━━━ Working data ━━━
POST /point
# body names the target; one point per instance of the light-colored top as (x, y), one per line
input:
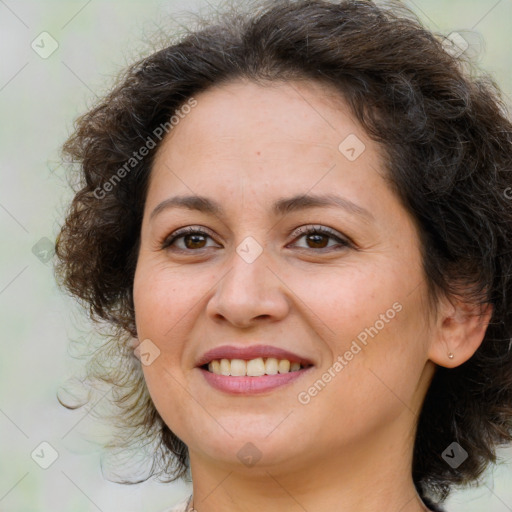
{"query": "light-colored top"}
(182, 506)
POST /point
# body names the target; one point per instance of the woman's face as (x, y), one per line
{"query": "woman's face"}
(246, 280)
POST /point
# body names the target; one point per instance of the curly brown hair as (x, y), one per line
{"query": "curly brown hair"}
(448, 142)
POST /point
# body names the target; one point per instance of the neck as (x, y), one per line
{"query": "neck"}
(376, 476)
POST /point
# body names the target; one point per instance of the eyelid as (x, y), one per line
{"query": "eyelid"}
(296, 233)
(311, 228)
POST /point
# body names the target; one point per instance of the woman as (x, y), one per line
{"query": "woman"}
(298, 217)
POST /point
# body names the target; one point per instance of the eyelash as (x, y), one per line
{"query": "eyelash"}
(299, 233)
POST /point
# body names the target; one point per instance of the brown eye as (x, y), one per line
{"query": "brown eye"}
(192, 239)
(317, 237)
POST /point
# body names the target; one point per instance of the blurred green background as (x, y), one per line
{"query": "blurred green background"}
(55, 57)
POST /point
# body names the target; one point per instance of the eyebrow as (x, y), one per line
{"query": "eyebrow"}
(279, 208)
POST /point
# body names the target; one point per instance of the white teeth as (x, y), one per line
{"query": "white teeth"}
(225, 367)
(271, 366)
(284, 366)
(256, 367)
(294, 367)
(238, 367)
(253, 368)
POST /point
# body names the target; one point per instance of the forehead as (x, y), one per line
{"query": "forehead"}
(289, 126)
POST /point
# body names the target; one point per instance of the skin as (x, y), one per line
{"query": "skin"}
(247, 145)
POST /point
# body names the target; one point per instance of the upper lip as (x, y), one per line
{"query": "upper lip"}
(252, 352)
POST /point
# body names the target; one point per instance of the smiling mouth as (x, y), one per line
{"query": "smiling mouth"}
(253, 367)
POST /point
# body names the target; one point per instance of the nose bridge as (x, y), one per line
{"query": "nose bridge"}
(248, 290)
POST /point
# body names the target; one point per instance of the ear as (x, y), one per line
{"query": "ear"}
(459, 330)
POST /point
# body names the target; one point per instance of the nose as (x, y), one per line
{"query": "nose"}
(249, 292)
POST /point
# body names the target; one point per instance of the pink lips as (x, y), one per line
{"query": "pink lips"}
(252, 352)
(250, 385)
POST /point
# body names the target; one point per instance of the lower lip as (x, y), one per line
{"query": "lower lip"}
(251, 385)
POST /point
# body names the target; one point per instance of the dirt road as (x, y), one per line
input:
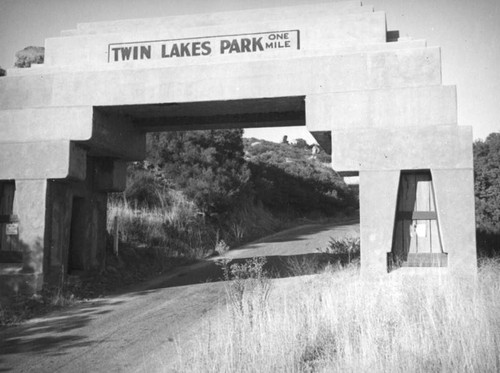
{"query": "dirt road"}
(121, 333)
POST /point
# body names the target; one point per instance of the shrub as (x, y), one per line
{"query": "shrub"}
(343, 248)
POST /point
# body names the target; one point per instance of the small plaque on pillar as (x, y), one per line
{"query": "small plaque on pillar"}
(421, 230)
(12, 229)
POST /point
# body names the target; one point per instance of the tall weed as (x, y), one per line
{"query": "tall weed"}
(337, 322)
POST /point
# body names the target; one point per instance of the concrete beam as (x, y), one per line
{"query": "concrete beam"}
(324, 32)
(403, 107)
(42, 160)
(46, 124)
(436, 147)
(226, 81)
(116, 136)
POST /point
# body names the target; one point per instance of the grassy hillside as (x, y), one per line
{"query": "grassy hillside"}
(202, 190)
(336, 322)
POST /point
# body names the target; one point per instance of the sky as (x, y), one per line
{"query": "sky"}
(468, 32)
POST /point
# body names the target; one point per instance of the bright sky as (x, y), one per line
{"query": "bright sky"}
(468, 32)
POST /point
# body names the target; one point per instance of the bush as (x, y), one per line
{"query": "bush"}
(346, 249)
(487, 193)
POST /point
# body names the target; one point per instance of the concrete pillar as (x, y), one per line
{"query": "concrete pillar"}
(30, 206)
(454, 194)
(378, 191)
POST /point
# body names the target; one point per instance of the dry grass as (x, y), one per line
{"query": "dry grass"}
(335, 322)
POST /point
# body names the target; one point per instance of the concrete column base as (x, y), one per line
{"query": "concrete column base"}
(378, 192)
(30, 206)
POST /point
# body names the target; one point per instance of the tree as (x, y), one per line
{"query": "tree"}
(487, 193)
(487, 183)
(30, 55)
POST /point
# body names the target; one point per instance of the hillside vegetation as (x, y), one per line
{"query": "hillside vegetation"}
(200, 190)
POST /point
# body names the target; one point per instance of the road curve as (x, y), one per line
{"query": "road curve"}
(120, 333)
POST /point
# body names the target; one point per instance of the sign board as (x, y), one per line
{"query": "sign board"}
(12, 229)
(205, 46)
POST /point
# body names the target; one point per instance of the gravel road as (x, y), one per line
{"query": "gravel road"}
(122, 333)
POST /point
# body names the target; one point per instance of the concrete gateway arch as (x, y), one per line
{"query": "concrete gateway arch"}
━━━
**Description of the task:** Within the material above, only the stretch from the line holding "top as (x, y), one per line" through the line holding "hair as (x, y), one per line" is to be restated exactly. Pictures are dropped.

**Exercise result:**
# body names the target; one point per instance of the light-colored top as (x, y), one per line
input:
{"query": "light-colored top"}
(182, 506)
POST /point
# body names the target; one point per instance of the woman's face as (x, y), one per line
{"query": "woman's face"}
(246, 280)
POST /point
# body names the target; one point per instance of the curly brown hair as (x, y), one per line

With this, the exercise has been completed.